**WRITTEN INSTRUCTION:**
Print the article on engine failure training below word for word, in full.

**SUPPLIED TEXT:**
────────────────────────────────────────
The Engine Failure Fallacy
They say that flying is defined by hours of boredom, punctuated by moments of stark terror. Just ask Winging It host, Brittney Miculka. We can never be fully prepared for every type of emergency out there, but we can - and should - do our best to prepare pilots for a wide variety of situations, including those not required by the FAA Airmen Certification Standards.
Part of private pilot training includes practicing and preparing for potential emergency situations in the airplane, and as instructors, we tend to emphasize the few emergencies that the FAA uses to test new pilots. We perform engine failures, cockpit fires and alternator failures. We make sure our students can obtain the best glide speed for their aircraft and determine a good place for an off-field landing. We ensure they have memorized the Forced Landing checklist.
But rote memorization is not the same as competence, and actual engine failures are a small fraction of real-world accidents. Yet we perform the simulated engine failure maneuver over and over again in the practice area as if that’s the one and only emergency they’ll ever be up against.
────────────────────────────────────────
**INFORMATION PROVIDED:**

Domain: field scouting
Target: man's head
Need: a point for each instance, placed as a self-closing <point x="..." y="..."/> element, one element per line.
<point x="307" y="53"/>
────────────────────────────────────────
**REPLY TO THE EXERCISE:**
The Engine Failure Fallacy
They say that flying is defined by hours of boredom, punctuated by moments of stark terror. Just ask Winging It host, Brittney Miculka. We can never be fully prepared for every type of emergency out there, but we can - and should - do our best to prepare pilots for a wide variety of situations, including those not required by the FAA Airmen Certification Standards.
Part of private pilot training includes practicing and preparing for potential emergency situations in the airplane, and as instructors, we tend to emphasize the few emergencies that the FAA uses to test new pilots. We perform engine failures, cockpit fires and alternator failures. We make sure our students can obtain the best glide speed for their aircraft and determine a good place for an off-field landing. We ensure they have memorized the Forced Landing checklist.
But rote memorization is not the same as competence, and actual engine failures are a small fraction of real-world accidents. Yet we perform the simulated engine failure maneuver over and over again in the practice area as if that’s the one and only emergency they’ll ever be up against.